● **Entries from a point annotation set**:
-- Start --

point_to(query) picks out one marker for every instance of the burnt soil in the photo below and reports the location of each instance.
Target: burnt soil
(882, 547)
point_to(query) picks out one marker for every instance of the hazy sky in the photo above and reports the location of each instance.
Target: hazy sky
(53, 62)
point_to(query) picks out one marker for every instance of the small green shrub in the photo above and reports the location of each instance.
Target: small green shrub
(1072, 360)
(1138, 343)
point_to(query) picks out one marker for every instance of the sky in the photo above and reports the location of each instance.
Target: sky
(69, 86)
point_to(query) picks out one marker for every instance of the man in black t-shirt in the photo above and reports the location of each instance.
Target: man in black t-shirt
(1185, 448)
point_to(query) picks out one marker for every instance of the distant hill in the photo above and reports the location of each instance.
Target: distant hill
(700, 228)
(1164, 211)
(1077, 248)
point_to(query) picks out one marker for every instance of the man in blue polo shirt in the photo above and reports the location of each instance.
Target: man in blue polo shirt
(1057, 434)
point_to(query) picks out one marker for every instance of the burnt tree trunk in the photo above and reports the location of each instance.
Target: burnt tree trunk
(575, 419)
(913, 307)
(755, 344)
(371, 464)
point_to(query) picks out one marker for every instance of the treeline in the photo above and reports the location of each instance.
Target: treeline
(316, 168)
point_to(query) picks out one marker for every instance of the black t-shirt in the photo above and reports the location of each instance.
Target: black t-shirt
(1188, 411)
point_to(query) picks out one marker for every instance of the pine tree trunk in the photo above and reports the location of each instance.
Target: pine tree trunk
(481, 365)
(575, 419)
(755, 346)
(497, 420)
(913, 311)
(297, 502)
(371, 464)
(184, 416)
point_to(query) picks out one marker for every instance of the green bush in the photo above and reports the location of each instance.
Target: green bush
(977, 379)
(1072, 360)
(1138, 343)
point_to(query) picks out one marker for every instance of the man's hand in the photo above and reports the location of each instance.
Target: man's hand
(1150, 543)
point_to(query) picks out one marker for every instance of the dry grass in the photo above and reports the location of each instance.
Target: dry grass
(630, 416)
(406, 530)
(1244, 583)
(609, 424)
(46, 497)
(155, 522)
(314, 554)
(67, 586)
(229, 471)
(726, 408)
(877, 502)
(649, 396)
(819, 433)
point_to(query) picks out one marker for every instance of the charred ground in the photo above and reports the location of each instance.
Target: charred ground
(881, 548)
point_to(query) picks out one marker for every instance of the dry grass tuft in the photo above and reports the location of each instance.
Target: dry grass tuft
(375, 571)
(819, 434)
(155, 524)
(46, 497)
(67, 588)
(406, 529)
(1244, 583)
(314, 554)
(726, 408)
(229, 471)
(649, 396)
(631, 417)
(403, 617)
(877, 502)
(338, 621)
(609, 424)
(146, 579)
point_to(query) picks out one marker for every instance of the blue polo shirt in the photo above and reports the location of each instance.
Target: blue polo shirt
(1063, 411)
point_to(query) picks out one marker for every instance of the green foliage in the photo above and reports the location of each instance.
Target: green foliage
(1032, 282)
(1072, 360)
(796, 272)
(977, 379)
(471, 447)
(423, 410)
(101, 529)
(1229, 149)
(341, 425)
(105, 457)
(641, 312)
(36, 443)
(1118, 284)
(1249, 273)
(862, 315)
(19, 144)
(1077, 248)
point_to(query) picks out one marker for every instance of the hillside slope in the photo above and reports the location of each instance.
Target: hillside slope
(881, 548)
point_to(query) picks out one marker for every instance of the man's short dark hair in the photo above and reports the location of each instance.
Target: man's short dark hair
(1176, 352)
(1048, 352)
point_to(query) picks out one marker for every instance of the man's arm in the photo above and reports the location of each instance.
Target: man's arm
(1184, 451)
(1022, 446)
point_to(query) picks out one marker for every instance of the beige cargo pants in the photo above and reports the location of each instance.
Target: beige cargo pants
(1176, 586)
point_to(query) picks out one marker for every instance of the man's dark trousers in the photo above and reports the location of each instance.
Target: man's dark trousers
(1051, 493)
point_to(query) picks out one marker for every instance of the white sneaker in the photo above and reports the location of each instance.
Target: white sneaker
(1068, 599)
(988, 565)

-- End --
-- Start --

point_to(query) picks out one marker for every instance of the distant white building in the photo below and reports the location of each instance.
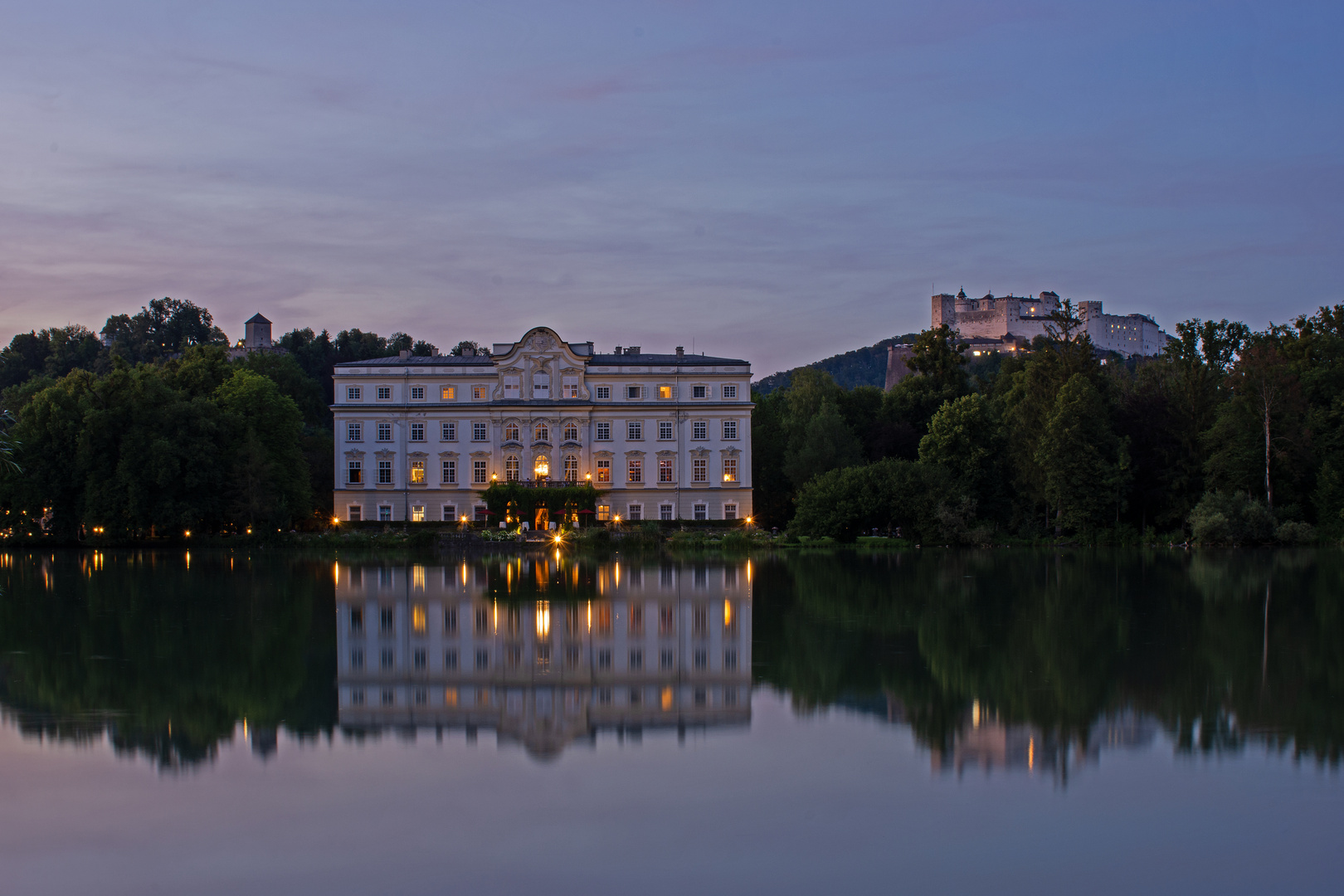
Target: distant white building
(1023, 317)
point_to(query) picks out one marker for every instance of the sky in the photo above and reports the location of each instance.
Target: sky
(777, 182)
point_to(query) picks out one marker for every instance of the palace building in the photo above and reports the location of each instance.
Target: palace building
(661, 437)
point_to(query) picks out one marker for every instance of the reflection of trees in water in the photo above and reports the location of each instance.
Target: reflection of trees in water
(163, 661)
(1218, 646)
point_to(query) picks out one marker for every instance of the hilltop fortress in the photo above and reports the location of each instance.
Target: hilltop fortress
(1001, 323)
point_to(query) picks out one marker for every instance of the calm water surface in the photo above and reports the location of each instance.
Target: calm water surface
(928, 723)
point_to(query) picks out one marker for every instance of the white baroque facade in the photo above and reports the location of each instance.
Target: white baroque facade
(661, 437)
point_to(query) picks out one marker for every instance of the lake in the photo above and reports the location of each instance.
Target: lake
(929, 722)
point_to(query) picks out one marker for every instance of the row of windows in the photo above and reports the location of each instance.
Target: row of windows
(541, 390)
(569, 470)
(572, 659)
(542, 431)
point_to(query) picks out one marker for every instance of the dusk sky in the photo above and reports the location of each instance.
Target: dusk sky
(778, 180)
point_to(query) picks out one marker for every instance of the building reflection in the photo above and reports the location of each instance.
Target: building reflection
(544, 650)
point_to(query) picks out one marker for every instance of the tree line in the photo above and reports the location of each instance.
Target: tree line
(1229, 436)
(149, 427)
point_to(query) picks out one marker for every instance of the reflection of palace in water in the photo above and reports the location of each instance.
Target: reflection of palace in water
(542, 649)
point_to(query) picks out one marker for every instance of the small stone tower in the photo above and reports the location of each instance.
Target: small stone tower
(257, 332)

-- End --
-- Start --

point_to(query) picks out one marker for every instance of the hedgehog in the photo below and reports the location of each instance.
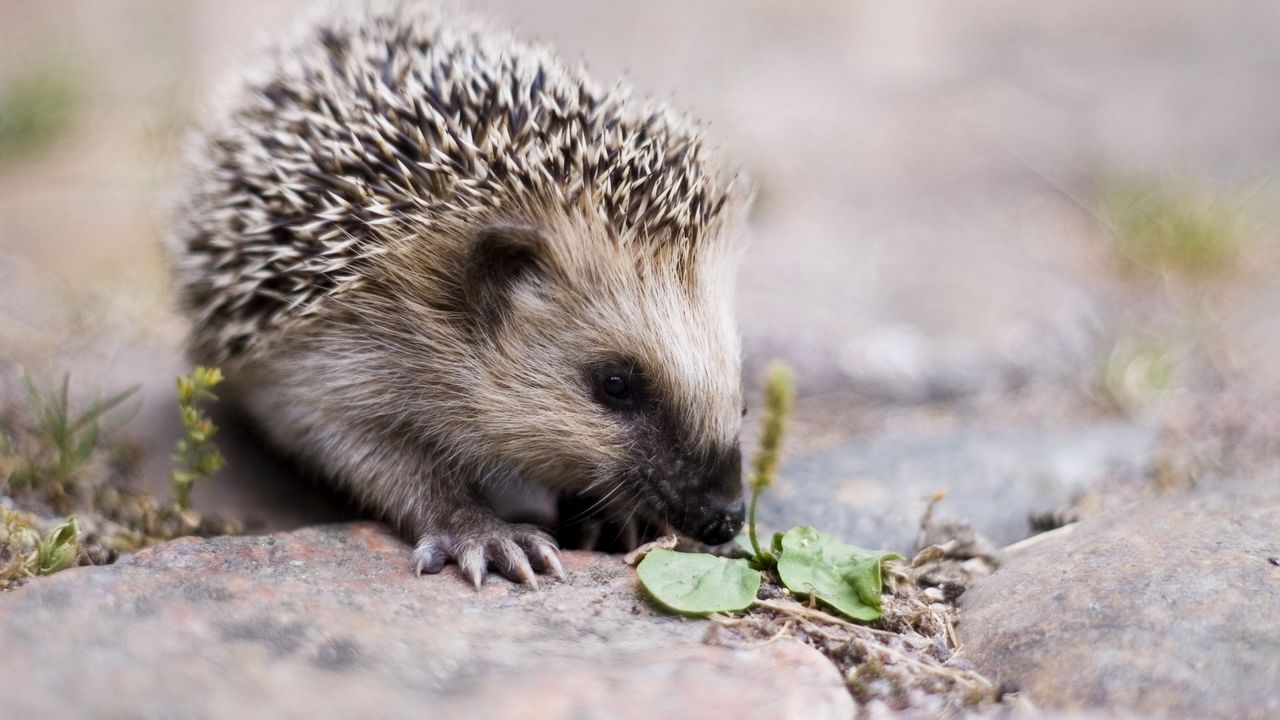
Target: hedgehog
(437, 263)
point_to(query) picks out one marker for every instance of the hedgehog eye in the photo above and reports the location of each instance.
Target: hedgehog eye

-- End --

● **The request**: Rewrite the material beginning with the line that contains "the burnt soil" and continuing through the line that contains "(1185, 448)", swapping every "marker" for "pin" and leaving everything else unchanged.

● **Exercise answer**:
point_to(query) picks out one pin for every instance of the burnt soil in the photo below and reports the location of each instance.
Target: burnt soil
(882, 547)
point_to(query) picks out one pin for every instance of the hazy sky in the photo above and reports the location of each instance.
Target: hazy sky
(53, 62)
point_to(query) picks out one pin for every instance of the small green shrub in the photo above and reports the location of each instance.
Target: small green shrub
(1072, 360)
(1138, 343)
point_to(query) picks out one pin for every instance of the sky in the photo above and reports the location of each instance.
Target: sky
(69, 86)
point_to(query) picks out one pin for every instance of the man in black t-shirt in the photo above and reports the location of each instance.
Target: man in black t-shirt
(1185, 448)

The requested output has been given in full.